Point labeling data from photos:
** start **

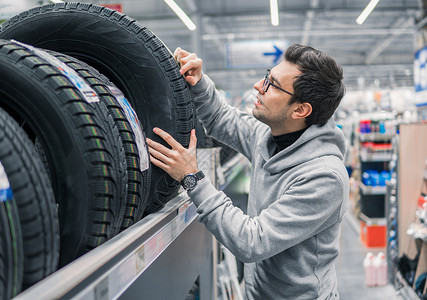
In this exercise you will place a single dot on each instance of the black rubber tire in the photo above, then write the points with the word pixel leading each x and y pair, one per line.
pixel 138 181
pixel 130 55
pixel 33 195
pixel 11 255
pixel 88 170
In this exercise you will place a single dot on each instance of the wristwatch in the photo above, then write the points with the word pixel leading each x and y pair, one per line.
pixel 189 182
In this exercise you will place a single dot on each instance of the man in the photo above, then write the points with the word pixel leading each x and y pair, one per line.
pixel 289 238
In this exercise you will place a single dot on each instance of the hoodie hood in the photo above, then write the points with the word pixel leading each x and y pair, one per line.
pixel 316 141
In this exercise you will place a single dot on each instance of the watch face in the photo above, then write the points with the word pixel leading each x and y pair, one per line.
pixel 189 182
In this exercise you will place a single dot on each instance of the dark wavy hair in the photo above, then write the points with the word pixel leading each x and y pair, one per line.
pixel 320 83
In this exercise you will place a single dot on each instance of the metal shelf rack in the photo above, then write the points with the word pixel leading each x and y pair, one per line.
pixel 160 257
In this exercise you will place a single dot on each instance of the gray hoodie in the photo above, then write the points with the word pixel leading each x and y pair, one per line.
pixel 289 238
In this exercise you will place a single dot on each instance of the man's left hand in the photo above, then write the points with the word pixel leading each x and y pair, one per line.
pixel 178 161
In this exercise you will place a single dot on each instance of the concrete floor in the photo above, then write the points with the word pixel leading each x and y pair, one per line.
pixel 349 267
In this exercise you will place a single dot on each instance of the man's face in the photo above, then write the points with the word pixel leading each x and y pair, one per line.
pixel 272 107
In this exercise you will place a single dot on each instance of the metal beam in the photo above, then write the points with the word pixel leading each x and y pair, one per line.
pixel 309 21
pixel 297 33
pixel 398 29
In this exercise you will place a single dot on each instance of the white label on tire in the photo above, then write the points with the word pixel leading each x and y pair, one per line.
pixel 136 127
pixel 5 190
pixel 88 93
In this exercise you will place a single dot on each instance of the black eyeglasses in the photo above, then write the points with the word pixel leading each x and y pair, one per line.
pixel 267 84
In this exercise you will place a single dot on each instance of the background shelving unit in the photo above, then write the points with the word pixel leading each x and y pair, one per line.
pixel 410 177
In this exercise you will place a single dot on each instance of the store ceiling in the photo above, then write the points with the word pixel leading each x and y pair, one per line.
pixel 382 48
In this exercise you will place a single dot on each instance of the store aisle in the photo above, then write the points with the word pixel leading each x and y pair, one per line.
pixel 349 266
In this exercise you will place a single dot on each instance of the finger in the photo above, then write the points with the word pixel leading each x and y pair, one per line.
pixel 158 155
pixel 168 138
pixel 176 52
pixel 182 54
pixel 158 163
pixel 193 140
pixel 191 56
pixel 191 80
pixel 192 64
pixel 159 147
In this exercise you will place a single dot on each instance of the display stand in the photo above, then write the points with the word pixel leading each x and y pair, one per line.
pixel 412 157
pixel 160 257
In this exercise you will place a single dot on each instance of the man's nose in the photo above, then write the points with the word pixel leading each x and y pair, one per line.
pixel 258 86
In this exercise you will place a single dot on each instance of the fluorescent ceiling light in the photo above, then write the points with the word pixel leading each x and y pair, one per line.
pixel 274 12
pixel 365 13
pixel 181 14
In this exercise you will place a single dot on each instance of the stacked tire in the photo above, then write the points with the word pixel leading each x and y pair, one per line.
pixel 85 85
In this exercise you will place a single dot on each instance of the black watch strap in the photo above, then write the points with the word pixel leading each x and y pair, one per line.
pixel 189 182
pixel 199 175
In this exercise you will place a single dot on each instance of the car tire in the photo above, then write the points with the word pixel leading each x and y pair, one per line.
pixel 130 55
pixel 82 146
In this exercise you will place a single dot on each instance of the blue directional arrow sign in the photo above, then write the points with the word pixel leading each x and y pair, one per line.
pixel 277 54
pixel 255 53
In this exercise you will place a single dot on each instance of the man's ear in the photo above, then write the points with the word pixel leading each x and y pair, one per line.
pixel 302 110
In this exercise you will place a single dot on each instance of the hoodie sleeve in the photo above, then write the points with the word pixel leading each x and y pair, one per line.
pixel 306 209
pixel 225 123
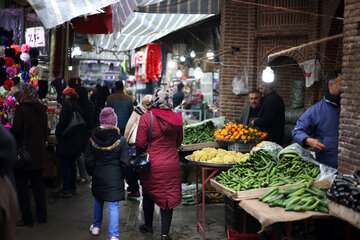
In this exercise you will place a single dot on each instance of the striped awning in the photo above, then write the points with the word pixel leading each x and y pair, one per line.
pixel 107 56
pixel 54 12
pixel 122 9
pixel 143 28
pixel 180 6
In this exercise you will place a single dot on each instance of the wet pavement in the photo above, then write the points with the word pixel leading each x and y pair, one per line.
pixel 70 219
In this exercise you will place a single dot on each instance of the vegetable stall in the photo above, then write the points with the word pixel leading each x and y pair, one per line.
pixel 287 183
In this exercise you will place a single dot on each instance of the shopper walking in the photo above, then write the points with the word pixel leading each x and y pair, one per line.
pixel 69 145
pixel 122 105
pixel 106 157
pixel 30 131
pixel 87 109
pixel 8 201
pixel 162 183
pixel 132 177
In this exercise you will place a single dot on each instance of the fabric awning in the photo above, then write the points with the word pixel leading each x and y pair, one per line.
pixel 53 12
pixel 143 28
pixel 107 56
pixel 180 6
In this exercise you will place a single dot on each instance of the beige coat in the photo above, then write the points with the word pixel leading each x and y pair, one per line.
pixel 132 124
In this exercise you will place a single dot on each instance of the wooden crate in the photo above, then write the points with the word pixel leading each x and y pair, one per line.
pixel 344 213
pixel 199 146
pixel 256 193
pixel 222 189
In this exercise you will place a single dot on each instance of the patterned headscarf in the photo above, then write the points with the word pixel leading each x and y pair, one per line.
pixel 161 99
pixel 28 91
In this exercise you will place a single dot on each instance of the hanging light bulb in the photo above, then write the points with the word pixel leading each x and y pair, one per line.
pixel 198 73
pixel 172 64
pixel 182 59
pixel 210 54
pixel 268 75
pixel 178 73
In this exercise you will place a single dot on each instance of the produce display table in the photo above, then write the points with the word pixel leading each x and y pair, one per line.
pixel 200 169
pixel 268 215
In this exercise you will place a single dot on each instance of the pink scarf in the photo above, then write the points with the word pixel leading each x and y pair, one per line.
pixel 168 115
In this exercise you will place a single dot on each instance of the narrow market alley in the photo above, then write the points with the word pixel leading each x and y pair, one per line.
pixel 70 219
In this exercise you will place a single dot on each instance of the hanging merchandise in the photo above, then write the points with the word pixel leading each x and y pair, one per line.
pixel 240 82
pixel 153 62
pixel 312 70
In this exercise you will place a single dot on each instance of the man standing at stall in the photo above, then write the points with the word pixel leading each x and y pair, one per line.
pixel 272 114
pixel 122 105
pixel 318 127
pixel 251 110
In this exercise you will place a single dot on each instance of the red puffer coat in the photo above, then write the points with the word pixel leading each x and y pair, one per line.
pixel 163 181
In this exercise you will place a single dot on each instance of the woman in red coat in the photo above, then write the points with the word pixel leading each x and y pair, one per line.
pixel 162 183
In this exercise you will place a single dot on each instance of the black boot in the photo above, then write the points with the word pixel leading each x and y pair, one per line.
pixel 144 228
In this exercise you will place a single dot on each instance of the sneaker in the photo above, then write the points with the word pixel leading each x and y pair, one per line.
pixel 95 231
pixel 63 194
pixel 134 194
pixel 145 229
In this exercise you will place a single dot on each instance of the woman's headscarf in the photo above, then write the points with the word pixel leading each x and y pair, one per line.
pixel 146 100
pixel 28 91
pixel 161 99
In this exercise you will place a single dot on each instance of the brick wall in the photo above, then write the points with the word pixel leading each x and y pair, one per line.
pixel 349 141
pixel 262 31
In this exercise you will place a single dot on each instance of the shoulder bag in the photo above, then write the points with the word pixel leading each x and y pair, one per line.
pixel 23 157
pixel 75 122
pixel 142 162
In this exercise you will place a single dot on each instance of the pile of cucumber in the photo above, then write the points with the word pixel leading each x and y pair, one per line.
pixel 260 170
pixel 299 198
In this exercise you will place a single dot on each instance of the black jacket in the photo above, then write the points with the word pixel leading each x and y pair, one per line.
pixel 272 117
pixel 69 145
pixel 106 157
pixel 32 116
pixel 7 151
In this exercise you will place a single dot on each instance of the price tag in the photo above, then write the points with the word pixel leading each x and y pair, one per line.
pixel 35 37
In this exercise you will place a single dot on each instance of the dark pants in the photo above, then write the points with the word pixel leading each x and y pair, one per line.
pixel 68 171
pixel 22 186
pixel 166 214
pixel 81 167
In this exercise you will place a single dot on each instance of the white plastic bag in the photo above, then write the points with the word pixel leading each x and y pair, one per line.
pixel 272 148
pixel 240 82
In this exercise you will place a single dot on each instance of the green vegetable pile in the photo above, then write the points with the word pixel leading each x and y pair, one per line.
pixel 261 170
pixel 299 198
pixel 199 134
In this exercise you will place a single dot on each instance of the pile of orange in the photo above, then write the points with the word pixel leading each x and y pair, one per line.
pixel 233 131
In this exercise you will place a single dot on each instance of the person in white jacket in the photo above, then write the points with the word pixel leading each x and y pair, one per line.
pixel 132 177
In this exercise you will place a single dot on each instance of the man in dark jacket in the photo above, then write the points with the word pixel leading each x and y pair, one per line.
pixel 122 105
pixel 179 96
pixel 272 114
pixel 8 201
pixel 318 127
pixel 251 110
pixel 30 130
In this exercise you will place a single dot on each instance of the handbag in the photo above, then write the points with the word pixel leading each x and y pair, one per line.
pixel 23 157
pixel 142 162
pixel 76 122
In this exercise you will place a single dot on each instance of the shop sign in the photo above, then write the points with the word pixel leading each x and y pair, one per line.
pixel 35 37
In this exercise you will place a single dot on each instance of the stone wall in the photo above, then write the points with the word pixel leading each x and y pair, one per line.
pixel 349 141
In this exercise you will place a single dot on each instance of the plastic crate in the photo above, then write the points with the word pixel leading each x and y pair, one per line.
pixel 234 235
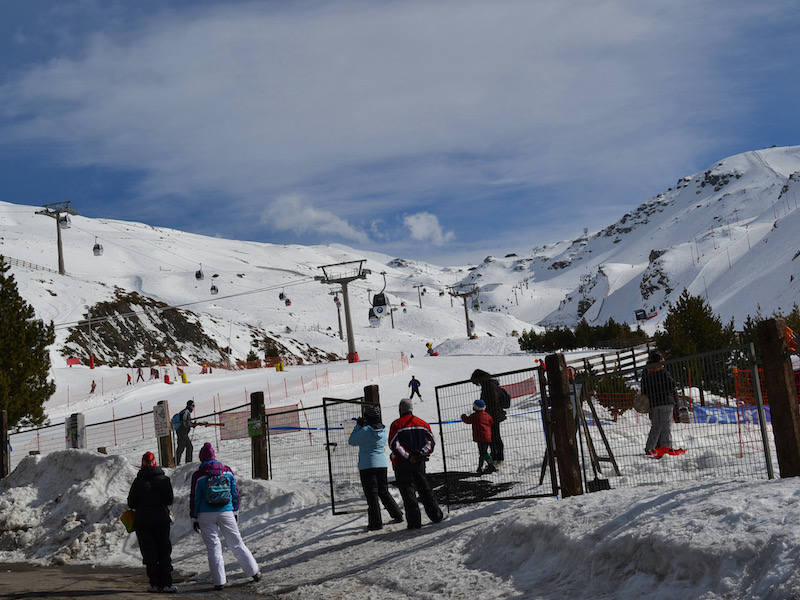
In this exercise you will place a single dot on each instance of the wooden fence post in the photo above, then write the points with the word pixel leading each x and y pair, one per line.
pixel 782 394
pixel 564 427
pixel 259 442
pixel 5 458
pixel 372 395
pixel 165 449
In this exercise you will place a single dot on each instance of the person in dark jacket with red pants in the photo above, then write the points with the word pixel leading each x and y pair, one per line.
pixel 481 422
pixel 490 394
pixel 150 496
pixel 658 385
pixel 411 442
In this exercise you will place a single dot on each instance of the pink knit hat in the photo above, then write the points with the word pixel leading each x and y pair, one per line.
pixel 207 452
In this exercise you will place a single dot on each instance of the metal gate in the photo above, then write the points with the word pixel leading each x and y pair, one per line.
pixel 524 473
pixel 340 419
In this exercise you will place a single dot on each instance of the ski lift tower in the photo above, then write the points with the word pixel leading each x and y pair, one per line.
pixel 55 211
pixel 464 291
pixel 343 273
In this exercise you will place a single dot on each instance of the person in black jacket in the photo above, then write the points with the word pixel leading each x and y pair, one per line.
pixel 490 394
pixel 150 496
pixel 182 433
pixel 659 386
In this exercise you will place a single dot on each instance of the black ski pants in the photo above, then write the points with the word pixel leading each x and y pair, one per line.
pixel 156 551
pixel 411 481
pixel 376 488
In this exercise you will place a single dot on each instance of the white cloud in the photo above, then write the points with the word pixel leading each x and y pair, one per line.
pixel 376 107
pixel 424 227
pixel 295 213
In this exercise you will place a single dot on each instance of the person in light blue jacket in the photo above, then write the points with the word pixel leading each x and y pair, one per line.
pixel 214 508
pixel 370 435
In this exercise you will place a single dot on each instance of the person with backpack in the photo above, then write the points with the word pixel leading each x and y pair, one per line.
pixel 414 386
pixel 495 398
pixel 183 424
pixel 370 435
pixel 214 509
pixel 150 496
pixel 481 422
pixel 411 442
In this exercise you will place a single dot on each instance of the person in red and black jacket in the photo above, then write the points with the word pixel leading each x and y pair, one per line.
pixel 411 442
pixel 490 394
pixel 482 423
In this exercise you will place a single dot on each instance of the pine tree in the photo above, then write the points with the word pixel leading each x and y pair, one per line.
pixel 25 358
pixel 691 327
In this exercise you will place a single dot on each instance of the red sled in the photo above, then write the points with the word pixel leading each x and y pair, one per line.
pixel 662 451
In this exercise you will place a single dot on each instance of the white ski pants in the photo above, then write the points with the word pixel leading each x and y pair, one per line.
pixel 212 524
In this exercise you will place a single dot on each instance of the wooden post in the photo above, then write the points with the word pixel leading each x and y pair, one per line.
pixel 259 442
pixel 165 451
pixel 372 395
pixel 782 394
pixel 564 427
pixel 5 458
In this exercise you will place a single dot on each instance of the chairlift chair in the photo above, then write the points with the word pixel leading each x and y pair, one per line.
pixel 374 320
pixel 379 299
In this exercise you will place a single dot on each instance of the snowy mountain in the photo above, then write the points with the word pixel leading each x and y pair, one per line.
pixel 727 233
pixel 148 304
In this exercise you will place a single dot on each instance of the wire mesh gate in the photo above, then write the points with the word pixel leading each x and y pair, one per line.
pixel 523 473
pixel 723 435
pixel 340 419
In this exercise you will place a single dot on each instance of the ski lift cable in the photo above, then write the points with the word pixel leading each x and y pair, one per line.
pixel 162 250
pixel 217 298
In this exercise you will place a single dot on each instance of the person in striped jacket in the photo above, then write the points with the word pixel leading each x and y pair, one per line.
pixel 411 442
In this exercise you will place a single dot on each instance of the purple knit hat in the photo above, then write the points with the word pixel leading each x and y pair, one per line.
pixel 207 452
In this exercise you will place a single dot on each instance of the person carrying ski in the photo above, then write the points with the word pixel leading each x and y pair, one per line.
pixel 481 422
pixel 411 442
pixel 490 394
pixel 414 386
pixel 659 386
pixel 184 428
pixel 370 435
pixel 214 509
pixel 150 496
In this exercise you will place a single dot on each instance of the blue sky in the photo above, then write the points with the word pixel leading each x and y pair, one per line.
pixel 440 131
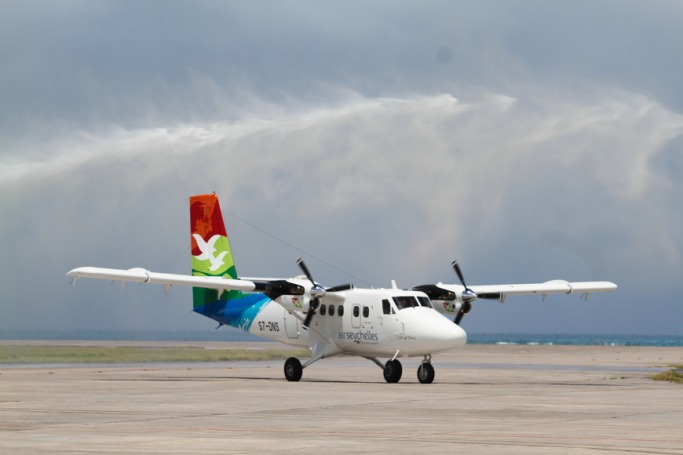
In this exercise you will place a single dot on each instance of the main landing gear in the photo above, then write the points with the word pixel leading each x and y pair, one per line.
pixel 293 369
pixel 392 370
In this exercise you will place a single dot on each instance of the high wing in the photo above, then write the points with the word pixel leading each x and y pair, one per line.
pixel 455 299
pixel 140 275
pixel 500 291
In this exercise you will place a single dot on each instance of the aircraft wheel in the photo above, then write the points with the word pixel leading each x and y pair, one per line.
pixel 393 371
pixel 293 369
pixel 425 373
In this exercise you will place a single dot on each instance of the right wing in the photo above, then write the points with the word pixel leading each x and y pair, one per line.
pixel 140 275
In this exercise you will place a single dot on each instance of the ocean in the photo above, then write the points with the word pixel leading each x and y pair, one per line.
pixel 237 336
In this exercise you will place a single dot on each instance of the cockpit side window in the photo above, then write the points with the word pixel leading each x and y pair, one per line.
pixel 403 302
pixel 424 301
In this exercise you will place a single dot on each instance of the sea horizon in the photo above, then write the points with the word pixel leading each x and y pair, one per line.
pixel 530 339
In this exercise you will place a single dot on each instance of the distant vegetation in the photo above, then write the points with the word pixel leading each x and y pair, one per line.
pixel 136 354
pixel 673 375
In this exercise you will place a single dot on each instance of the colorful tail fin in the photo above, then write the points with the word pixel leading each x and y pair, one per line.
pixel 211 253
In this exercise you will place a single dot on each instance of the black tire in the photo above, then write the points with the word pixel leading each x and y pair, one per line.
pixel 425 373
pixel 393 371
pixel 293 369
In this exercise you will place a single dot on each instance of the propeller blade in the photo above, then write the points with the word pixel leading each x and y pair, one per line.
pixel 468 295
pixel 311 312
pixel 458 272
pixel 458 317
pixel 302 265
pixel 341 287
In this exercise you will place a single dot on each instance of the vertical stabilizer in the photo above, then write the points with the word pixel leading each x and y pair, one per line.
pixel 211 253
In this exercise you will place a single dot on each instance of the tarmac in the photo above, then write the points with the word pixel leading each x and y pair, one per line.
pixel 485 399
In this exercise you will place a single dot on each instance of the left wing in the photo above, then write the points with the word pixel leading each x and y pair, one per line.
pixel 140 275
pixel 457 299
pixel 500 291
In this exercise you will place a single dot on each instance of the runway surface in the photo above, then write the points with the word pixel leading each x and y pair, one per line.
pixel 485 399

** end **

## Instructions for the task:
Lay out the stretch of the entries above from the line containing "of the gray" through the line containing "pixel 272 107", both included, as a JSON list of strings with one string per line and blank lines omitted.

## Answer for this exercise:
[
  "In this exercise you will place a single dot on each instance of the gray hoodie in the photo above, then write the points with the word pixel leading each x and y pair, one per line.",
  "pixel 289 238",
  "In this exercise you will place a single dot on each instance of the man's left hand in the photo above, then write the points with the word pixel leading each x and y pair, one per line.",
  "pixel 178 161",
  "In this exercise you will place a single dot on each instance of the concrete floor in the photo above, then write the points with the word pixel leading each x and y pair, one per line.",
  "pixel 349 267",
  "In this exercise you will place a single dot on each instance of the man's face in the photo above, then write the points with the word pixel leading each x and y pair, one per line.",
  "pixel 272 107"
]